__Exercise set__.
**1.** According to the segmentation health design, which signal is classified as available now?
**2.** In the listing, change every "photo" to "image" across the stretch from the line containing "Could you point to the distant field" through the end of the listing, keeping everything else the same. Leave out the pictures.

__Passage__.

━━━━━━

KB-5609

dot-iu-cutter v0.1 — Segmentation Health and Usage Feedback Design

12 min read Revision 1
dot-iu-cutterdesignsegmentation-healthusage-feedbackrev5d

dot-iu-cutter v0.1 — Segmentation Health & Usage Feedback Design (D3)

Date: 2026-05-15 Status: DESIGN DRAFT Baseline: rev5d §7.E, §7.G, §12.8 Scope: DESIGN ONLY.


1. Purpose

Define how F2 (Health / Correction) operates: how the system observes post-cut usage, detects mis-segmentations, classifies signals, runs the Segmentation Health Report, and selects between Split / Merge / Edge / Thread / Context-Pack / NoAction — each as a governed lifecycle action, never an automatic structural change.

2. Scope

  • Health signals catalog and classification
  • Segmentation Health Report cadence and content
  • Detect → Review → Action → Verify → Report lifecycle for F2
  • Split / Merge / Edge / Thread / Context-Pack / NoAction decision matrix
  • Evidence bundles per action

Out of scope: thread object lifecycle (D9); retrieval-side signals (D11); Decision Backlog Registry mechanics (D5).

3. Dependencies

  • rev5d §7.E, §7.G, §12.8
  • D1 (operational state machine), D2 (manifest contract), D9 (thread signals consumed)
  • C1A (segmentation rules remain binding)
  • Đ32 (high-risk approval), Đ37 (escalation), Đ39 (universal_edges first), Đ24 (vocabulary)

4. Key Decisions

4.1 Flow 2 Backbone

Observe → Detect → Review → {Split | Merge | Edge | Thread | Context-Pack | NoAction} → Verify → Report

Same state machine vocabulary as F1; the entry trigger differs (Health Report event / complaint / signal threshold).

4.2 Signal Catalog (Q22; criterion 9, 11)

Signal Description Classification
co_citation Two units repeatedly cited together requires_instrumentation
co_edit Two units edited together in same change-set requires_instrumentation
co_retrieval Two units retrieved together in same query requires_instrumentation
edge_density_overlap Units share many edges → semantic overlap available_now (after Đ39 hooks land)

━━━━━━

__Records provided__.
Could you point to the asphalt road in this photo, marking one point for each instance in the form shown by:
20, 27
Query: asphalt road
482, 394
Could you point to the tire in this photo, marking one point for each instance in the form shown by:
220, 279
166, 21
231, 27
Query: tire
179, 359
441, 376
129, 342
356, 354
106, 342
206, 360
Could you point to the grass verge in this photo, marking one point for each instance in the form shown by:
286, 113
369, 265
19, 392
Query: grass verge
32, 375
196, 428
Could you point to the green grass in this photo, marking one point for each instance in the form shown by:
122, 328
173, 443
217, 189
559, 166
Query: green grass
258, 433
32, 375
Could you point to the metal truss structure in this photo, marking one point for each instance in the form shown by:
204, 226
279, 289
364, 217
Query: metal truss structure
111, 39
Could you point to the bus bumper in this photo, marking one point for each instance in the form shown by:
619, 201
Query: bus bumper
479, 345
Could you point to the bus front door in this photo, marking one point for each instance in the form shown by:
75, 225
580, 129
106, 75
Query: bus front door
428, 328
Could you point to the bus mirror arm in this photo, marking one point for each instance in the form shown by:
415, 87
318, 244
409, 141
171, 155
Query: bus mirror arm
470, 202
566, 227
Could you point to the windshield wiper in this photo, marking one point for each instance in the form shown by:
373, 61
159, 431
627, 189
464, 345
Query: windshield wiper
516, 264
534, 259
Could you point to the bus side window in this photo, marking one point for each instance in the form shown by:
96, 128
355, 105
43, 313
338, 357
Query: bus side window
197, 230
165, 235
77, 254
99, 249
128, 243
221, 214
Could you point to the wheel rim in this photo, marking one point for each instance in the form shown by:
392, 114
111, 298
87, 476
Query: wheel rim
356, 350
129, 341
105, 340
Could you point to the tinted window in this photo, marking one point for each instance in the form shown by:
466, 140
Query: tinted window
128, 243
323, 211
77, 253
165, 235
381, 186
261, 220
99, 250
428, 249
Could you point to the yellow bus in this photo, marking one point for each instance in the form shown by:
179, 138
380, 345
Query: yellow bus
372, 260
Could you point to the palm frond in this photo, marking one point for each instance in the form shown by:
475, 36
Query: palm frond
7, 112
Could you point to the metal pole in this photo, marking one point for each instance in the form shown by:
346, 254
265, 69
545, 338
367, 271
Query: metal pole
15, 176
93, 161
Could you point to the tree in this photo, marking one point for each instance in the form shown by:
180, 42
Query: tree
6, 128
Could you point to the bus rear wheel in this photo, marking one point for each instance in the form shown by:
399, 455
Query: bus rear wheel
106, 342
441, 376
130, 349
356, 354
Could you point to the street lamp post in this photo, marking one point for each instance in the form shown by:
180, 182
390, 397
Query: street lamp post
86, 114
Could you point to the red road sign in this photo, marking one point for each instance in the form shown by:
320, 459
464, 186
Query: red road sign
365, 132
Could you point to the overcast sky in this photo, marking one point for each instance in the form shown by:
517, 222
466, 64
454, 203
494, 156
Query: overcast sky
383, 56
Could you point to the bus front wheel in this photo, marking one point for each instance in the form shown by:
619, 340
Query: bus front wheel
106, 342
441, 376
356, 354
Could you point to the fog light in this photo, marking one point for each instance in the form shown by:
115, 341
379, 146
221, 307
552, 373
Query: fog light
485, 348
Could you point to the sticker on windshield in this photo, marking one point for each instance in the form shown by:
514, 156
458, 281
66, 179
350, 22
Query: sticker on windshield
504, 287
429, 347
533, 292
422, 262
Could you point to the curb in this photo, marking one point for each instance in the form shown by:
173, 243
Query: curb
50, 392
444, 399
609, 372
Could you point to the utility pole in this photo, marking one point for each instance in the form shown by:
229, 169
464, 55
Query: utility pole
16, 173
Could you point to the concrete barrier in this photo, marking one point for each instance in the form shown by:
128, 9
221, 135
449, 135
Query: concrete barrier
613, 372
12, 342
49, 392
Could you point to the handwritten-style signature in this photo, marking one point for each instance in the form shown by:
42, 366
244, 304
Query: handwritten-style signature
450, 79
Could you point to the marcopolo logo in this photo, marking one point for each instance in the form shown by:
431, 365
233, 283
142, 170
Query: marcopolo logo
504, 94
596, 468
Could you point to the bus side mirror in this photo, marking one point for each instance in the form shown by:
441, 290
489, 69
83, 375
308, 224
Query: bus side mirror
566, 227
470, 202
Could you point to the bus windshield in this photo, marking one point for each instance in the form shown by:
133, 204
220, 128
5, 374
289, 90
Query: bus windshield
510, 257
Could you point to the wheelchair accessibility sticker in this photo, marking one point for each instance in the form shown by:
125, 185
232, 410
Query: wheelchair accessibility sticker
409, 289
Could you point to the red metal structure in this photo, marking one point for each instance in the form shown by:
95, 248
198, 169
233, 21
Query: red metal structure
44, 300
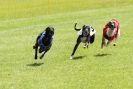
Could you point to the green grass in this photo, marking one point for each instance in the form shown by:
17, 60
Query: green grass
22, 20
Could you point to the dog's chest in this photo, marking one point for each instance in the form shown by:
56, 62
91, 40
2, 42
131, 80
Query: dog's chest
83, 39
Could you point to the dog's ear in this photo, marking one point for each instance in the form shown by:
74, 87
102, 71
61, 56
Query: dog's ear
84, 26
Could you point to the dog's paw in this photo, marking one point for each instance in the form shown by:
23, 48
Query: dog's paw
114, 44
71, 57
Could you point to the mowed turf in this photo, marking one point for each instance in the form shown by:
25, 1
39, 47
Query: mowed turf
93, 68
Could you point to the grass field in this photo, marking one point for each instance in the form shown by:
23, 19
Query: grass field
22, 20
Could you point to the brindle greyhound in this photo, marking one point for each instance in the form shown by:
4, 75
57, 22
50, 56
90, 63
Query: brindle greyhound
86, 35
44, 41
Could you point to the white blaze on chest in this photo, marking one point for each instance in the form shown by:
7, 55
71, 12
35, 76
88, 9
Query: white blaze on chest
83, 39
110, 32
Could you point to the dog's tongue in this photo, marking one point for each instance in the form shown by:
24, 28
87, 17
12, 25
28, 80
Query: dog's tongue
46, 39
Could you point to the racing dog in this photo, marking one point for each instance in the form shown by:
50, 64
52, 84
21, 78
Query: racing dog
44, 41
86, 35
111, 32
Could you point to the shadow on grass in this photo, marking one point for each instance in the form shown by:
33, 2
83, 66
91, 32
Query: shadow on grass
35, 64
78, 57
102, 54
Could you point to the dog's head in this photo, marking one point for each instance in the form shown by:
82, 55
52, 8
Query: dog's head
111, 25
85, 30
49, 31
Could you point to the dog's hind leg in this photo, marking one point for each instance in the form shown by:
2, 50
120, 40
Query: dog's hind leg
44, 53
36, 49
76, 46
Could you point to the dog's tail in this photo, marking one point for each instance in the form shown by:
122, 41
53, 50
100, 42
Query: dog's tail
77, 29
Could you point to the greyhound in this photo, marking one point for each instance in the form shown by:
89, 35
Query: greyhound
86, 35
44, 41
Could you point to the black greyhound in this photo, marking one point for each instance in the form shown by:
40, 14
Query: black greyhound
44, 41
86, 35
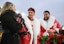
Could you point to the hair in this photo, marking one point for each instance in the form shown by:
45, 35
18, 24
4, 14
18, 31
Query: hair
31, 9
0, 10
5, 6
46, 12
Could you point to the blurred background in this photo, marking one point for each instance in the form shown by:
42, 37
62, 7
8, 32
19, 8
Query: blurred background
56, 7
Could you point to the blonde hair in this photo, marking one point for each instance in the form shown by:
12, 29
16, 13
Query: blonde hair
5, 6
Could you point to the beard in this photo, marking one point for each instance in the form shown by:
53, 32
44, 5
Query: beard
46, 18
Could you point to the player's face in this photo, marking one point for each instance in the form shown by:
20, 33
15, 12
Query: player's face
31, 13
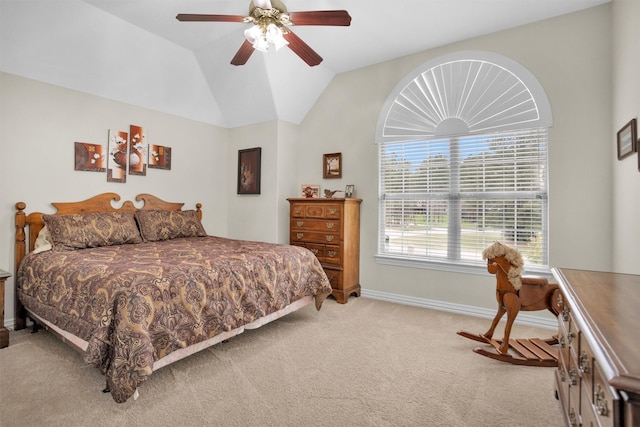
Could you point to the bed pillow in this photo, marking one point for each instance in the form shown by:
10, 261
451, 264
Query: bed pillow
70, 232
164, 225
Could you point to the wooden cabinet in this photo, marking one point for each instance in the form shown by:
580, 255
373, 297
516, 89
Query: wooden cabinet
598, 375
330, 228
4, 332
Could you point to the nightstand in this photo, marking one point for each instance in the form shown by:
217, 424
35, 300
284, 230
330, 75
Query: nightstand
4, 332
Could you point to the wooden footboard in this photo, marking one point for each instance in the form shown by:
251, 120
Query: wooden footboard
29, 225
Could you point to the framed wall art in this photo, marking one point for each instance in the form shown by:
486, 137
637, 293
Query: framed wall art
332, 165
159, 157
90, 157
627, 139
249, 170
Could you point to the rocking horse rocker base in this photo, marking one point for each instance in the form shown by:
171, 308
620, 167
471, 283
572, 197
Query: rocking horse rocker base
516, 293
527, 351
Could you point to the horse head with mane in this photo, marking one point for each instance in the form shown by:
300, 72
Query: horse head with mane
515, 292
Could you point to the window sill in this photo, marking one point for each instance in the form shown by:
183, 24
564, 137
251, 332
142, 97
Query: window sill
452, 267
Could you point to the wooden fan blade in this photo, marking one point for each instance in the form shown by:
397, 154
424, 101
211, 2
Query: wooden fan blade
194, 17
321, 17
243, 54
302, 49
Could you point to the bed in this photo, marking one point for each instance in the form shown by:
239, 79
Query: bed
136, 288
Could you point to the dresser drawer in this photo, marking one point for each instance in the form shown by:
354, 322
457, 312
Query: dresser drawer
335, 278
315, 237
325, 225
605, 400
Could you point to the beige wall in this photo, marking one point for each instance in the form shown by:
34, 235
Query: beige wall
626, 106
570, 57
39, 124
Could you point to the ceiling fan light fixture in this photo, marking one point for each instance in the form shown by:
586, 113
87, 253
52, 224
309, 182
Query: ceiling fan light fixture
275, 37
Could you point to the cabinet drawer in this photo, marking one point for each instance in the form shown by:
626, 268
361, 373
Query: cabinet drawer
605, 400
314, 237
333, 254
315, 225
335, 278
333, 211
318, 250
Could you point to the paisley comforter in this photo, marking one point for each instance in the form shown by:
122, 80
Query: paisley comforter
136, 303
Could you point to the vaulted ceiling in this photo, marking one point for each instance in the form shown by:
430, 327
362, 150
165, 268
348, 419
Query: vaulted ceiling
135, 51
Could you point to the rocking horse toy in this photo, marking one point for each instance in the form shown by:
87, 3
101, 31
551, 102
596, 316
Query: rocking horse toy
516, 293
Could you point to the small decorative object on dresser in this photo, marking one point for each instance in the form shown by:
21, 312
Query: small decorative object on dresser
4, 332
626, 139
348, 190
310, 191
330, 228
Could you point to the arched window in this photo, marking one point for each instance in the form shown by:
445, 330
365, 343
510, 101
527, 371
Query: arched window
463, 163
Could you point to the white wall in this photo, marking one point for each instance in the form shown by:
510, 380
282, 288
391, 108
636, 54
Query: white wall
626, 106
569, 55
39, 124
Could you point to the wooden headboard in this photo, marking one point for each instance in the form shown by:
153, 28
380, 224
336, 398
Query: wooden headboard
29, 225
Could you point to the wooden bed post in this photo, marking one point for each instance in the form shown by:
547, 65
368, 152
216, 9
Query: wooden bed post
20, 252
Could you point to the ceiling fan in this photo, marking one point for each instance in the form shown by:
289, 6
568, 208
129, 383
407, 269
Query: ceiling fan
271, 23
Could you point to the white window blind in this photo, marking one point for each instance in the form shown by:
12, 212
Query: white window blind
463, 162
447, 198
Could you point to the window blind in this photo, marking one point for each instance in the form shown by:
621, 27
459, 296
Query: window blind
446, 199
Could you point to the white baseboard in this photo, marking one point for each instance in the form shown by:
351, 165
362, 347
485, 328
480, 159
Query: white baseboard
522, 318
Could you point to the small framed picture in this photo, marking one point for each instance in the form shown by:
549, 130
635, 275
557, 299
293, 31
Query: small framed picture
348, 191
332, 165
310, 191
249, 170
627, 139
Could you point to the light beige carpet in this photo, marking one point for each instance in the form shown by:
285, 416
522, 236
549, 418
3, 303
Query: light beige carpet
366, 363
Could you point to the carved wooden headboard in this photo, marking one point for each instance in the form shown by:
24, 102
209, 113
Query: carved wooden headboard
29, 225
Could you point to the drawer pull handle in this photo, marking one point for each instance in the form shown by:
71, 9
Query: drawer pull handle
572, 377
563, 375
601, 403
573, 420
583, 363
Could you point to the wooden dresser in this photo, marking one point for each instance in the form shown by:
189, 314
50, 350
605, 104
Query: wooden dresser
330, 228
598, 376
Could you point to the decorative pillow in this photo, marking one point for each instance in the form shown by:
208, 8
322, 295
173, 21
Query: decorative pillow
43, 241
70, 232
164, 225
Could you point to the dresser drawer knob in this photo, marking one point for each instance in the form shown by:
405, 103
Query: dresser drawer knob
573, 374
583, 363
601, 402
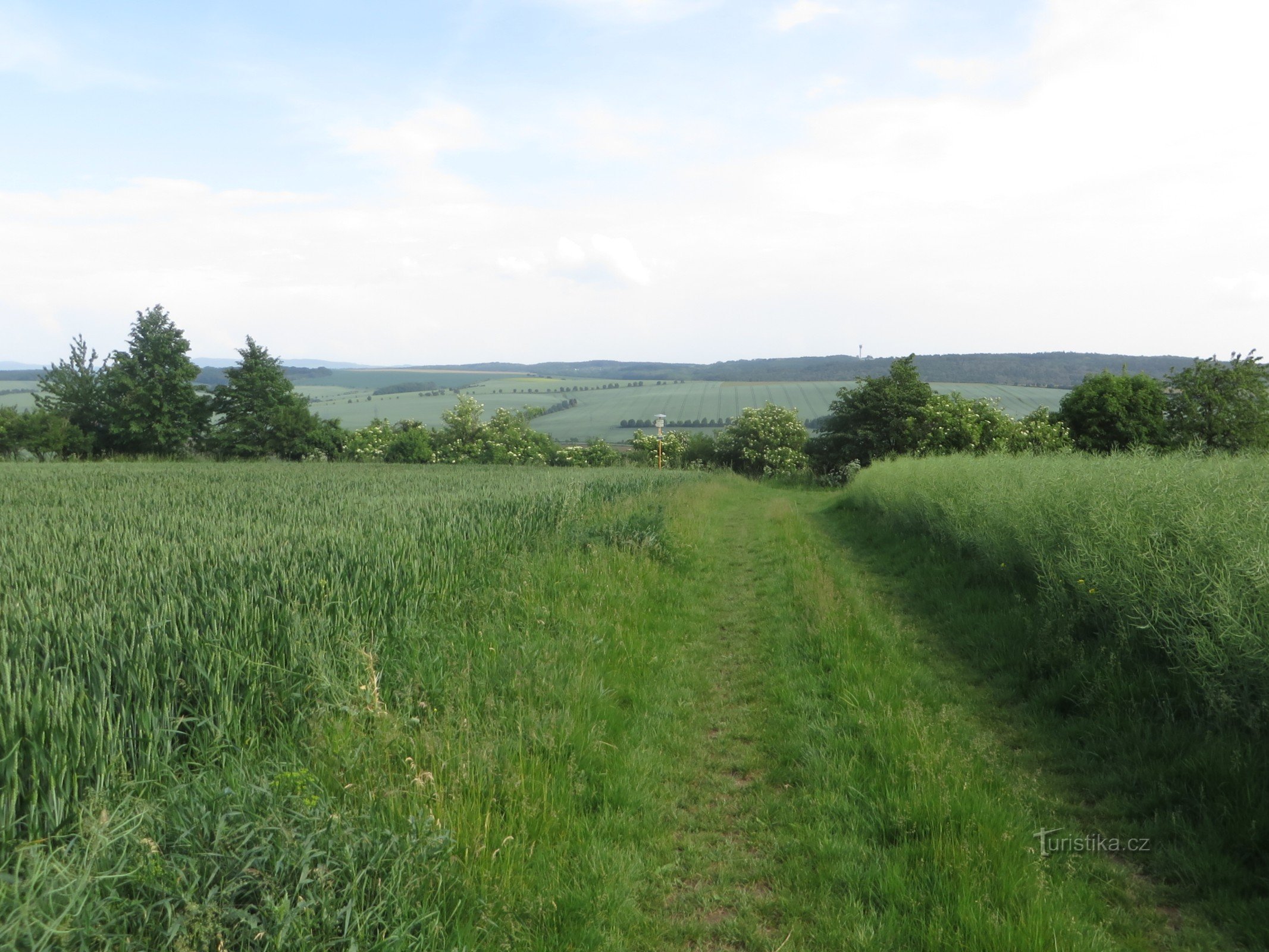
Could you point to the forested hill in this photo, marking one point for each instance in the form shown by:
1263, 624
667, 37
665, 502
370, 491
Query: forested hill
1056, 368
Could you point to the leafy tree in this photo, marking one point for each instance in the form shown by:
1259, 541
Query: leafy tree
371, 442
42, 433
460, 439
262, 414
702, 450
508, 439
594, 453
673, 447
764, 442
73, 390
948, 423
872, 419
150, 397
413, 444
1221, 405
1114, 412
1038, 432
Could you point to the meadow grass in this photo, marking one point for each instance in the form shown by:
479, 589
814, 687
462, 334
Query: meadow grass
1117, 610
310, 707
1152, 572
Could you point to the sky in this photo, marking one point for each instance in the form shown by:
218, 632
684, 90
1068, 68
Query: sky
636, 179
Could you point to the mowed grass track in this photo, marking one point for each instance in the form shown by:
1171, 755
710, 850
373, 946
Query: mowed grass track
416, 707
600, 409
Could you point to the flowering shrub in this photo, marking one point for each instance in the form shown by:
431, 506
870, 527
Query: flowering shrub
673, 446
597, 452
1038, 432
508, 439
764, 442
371, 442
952, 424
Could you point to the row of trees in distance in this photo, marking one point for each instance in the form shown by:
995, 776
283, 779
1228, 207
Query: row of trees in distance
1212, 405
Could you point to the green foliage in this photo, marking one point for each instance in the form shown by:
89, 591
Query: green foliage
702, 450
262, 415
1221, 405
673, 447
73, 390
764, 442
1114, 412
875, 419
1038, 432
151, 405
952, 424
508, 439
369, 443
42, 433
1149, 570
412, 444
596, 452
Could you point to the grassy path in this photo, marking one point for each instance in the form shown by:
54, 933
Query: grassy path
828, 784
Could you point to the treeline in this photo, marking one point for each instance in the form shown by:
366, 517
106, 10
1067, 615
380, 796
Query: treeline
215, 376
1215, 405
682, 424
409, 389
1058, 369
145, 402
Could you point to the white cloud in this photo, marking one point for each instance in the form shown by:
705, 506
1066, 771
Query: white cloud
31, 49
1120, 203
971, 73
637, 11
800, 13
602, 134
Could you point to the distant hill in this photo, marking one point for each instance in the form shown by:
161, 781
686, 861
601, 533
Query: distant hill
297, 362
1058, 368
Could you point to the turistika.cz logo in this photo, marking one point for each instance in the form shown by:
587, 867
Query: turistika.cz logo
1088, 843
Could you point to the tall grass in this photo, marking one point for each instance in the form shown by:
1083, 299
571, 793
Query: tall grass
223, 690
1152, 573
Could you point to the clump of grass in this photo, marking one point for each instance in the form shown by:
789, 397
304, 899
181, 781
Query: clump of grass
1150, 570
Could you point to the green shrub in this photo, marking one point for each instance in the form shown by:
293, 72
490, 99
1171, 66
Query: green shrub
769, 441
412, 446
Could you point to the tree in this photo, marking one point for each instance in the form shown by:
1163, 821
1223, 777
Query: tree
151, 405
508, 439
73, 390
873, 419
1114, 412
413, 444
1221, 405
644, 450
948, 423
764, 442
261, 413
1038, 432
42, 433
461, 434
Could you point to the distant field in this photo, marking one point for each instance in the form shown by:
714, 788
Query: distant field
600, 411
22, 402
348, 395
372, 378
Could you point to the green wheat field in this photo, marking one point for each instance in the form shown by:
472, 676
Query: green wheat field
268, 706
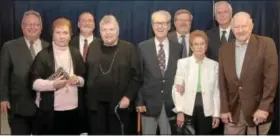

━━━━━━

__Full solutions__.
**1.** edge_density_overlap, once the Đ39 hooks land.

**2.**
Could you point to the distant field in this image, marking one point for each instance in the form shown by:
714, 788
Query: distant field
600, 411
22, 402
348, 395
372, 378
Could you point to the green wheat field in this image, marking one point for each instance in the form shown by:
472, 676
Query: green wheat field
268, 706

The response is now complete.